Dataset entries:
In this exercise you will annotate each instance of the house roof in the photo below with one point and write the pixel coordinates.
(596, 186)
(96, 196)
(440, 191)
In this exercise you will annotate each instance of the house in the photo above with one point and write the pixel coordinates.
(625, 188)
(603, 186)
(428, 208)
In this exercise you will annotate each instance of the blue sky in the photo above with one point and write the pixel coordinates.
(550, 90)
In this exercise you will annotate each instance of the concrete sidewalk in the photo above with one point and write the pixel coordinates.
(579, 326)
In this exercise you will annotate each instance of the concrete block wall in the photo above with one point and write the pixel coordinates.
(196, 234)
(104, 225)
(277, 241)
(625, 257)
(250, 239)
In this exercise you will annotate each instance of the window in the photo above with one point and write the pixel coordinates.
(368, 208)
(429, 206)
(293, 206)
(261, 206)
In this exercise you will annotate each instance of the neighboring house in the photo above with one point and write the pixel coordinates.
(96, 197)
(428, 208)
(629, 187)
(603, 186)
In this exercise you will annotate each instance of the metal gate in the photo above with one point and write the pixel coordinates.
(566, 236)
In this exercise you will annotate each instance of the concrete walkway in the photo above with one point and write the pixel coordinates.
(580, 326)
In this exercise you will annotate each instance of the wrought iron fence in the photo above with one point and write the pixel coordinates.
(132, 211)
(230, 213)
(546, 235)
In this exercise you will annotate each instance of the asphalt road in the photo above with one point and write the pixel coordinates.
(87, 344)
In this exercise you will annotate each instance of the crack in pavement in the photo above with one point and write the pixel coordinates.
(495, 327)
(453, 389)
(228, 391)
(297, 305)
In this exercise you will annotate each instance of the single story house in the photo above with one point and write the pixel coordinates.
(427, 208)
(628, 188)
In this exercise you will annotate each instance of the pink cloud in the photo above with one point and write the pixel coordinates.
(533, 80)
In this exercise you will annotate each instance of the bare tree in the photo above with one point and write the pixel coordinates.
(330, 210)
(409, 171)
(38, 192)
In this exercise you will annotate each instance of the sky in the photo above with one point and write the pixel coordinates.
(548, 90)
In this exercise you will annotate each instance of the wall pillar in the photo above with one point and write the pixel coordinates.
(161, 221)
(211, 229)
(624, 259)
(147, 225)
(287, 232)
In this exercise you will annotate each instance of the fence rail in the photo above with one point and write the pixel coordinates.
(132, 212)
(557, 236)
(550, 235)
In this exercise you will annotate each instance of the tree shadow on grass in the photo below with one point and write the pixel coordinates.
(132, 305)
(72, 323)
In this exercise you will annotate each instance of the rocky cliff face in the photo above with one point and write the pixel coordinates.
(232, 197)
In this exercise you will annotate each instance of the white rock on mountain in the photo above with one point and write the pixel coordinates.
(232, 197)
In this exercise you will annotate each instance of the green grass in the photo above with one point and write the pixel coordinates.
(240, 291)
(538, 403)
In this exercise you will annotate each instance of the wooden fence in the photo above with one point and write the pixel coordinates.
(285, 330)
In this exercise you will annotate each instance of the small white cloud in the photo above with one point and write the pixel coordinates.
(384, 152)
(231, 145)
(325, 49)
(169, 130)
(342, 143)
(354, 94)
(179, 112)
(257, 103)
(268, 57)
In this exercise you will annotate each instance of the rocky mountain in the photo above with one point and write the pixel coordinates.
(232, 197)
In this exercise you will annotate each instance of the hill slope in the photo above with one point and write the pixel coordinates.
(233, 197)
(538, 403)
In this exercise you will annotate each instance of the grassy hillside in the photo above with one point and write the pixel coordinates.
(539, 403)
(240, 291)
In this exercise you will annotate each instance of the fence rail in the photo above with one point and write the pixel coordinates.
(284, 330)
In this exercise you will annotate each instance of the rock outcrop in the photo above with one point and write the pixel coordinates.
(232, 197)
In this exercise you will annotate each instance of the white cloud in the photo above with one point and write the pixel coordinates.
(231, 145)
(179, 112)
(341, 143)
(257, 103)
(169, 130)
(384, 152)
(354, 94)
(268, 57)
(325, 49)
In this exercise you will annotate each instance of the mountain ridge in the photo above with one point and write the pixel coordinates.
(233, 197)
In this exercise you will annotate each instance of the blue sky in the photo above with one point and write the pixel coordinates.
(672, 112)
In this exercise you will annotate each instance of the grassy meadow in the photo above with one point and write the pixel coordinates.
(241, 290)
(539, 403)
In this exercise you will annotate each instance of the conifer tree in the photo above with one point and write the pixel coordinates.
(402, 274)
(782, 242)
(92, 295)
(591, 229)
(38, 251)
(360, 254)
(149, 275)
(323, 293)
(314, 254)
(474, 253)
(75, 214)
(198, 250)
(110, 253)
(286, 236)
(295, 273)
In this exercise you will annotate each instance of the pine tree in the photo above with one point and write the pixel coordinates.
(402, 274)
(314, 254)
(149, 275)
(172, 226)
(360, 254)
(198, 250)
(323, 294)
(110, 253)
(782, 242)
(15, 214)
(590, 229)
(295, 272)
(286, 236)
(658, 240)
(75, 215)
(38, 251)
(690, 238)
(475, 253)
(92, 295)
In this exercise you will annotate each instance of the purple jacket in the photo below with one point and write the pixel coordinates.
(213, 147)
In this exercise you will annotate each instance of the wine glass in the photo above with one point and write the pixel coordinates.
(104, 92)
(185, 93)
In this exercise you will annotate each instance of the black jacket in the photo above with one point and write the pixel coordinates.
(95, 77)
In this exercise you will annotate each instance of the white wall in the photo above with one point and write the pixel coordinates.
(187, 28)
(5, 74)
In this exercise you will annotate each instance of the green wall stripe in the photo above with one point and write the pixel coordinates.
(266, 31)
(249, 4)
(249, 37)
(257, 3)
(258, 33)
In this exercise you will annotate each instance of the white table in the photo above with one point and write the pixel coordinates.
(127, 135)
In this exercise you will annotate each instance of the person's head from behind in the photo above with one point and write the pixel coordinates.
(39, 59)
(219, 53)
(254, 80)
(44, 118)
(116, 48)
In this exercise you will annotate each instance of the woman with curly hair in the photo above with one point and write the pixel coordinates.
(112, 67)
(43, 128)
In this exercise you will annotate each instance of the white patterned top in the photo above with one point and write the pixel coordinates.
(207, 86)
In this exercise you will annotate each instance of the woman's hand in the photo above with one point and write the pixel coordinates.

**Task directions:** The answer must restate all of the entries exactly.

**Task result:**
In this exercise you will annotate each instance of the house roof in the photo below with one point and write the pixel coordinates.
(596, 186)
(96, 196)
(440, 191)
In this exercise you will annotate each instance of the house in the photo above with one point and write the pixel coordinates.
(625, 188)
(603, 186)
(428, 208)
In this exercise you will annotate each instance of the blue sky in the photo above with one point and write the pixel coordinates.
(550, 90)
In this exercise you will annotate each instance of the concrete sidewalk in the photo above with one point and write the pixel coordinates.
(579, 326)
In this exercise you will annotate each instance of the concrete block wall in the photo above with one point and write the pixel coordinates.
(196, 234)
(104, 225)
(277, 241)
(625, 257)
(250, 239)
In this exercise you will annotate each instance of the window in the photo above with one point and write the pixel coordinates.
(368, 208)
(429, 206)
(293, 206)
(261, 206)
In this exercise you will annotate each instance of the neighboring house in the photo above with one point and write the pixel coordinates.
(96, 197)
(428, 208)
(629, 187)
(603, 186)
In this exercise you will annotate each instance of the metal gate in the photo above with one point and write the pixel coordinates.
(566, 236)
In this exercise you will annotate each instance of the concrete walkway in the photo above with one point and write the pixel coordinates.
(580, 326)
In this exercise you will annotate each instance of the wrought iron fence in the photo above with one point and write the pixel coordinates.
(132, 211)
(230, 213)
(546, 235)
In this exercise you will annotate each instance of the asphalt road in the photo above with one point and write the pixel coordinates.
(87, 344)
In this exercise you will annotate each instance of the crack in pavement in the photo above with one point and write the pixel coordinates.
(495, 327)
(453, 389)
(228, 391)
(297, 305)
In this exercise you will annotate each instance of the single story house in the photo above with one point and write the pixel coordinates.
(427, 208)
(628, 188)
In this exercise you will annotate each instance of the pink cloud in the photo above with one point and write the pixel coordinates.
(533, 80)
In this exercise you will annotate each instance of the bare tree in the photo above with one point and write the pixel coordinates.
(330, 210)
(409, 171)
(38, 192)
In this exercise you will annotate each instance of the sky in the photo above with one point and write the pixel coordinates.
(548, 90)
In this exercise you will annotate each instance of the wall pillar in the photo above with one point and write the pixel coordinates.
(161, 221)
(211, 229)
(624, 259)
(147, 225)
(287, 232)
In this exercise you will annotate each instance of the fence rail in the photo above with one point and write the pixel coordinates.
(132, 212)
(557, 236)
(550, 235)
In this exercise you will annotate each instance of the tree shadow on grass in the photo below with one point and write the pixel coordinates.
(132, 305)
(72, 323)
In this exercise you will annotate each instance of the rocky cliff face in the photo above with one point and write the pixel coordinates.
(232, 197)
In this exercise you will annotate each instance of the white rock on mountain in the photo above with one point and write the pixel coordinates.
(232, 197)
In this exercise you will annotate each instance of the green grass in the photo above with one point and write the pixel coordinates.
(240, 291)
(538, 403)
In this exercise you will annotate each instance of the wooden fence in the photo above with one point and write the pixel coordinates.
(285, 330)
In this exercise you will annotate each instance of the small white cloud in the photo above with one point and write the pixel coordinates.
(384, 152)
(231, 145)
(325, 49)
(169, 130)
(342, 143)
(354, 94)
(179, 112)
(257, 103)
(268, 57)
In this exercise you will annotate each instance of the rocky mountain in the photo above with one point and write the pixel coordinates.
(232, 197)
In this exercise you will annotate each instance of the hill slope in the photo above with one point and write the pixel coordinates.
(233, 197)
(538, 403)
In this exercise you will annotate each instance of the grassy hillside in the photo above with one point and write the pixel coordinates.
(539, 403)
(240, 291)
In this exercise you will annotate each instance of the fence rail in the photo above with one point and write the pixel coordinates.
(284, 330)
In this exercise you will annotate each instance of the rock outcrop in the photo above with one point and write the pixel coordinates.
(232, 197)
In this exercise you will annotate each instance of the white cloud in the photo above with one point and write the pixel coordinates.
(231, 145)
(179, 112)
(341, 143)
(257, 103)
(169, 130)
(384, 152)
(354, 94)
(268, 57)
(325, 49)
In this exercise you will annotate each instance of the mountain ridge in the photo above with one point and write the pixel coordinates.
(233, 197)
In this exercise you will annotate each instance of the blue sky in the photo above with one point and write the pixel coordinates.
(672, 112)
In this exercise you will annotate each instance of the grassy meadow in the photo above with one point and write the pixel coordinates.
(241, 290)
(539, 403)
In this exercise you will annotate each instance of the conifer tree in the photo above with one point and write the pixel coordinates.
(402, 274)
(782, 242)
(92, 295)
(591, 229)
(38, 251)
(360, 254)
(149, 275)
(323, 293)
(314, 254)
(474, 253)
(75, 214)
(198, 250)
(110, 253)
(286, 236)
(295, 273)
In this exercise you will annotate each instance of the pine tree in the photo above with one point and write the pixel coordinates.
(402, 274)
(314, 254)
(149, 275)
(172, 226)
(360, 254)
(198, 250)
(323, 294)
(110, 253)
(782, 242)
(15, 214)
(590, 229)
(295, 272)
(286, 236)
(658, 240)
(75, 215)
(38, 251)
(690, 238)
(475, 253)
(92, 295)
In this exercise you will annotate each instance of the purple jacket in the photo below with one point and write the pixel coordinates.
(213, 147)
In this exercise you will annotate each instance of the wine glass in the photo above with one point and write the pixel coordinates.
(104, 92)
(185, 93)
In this exercise you will annotate each instance of the black jacket in the photo above with one point and write the pixel coordinates.
(95, 77)
In this exercise you will annotate each instance of the white wall in the photo above with one point and write the pixel coordinates.
(187, 28)
(5, 74)
In this exercise you will annotate each instance of the green wall stripe in the photo above with one point and write the pixel coordinates.
(266, 31)
(249, 4)
(249, 37)
(257, 3)
(258, 33)
In this exercise you will annotate each instance of the white table in the photo above with one point and write the pixel coordinates.
(127, 135)
In this exercise you will annotate each instance of the person's head from behind in the photo above with one point and write the pixel coordinates.
(39, 59)
(219, 53)
(254, 80)
(44, 118)
(116, 48)
In this exercise you will annotate each instance of the woman with curly hair in the photo above with one point and write the pixel coordinates.
(112, 67)
(43, 128)
In this exercise you will annotate each instance of the white patterned top in the photo above with one point and write the pixel coordinates.
(207, 86)
In this exercise you will annotate each instance of the woman's hand in the photo above with one point and write the pixel coordinates.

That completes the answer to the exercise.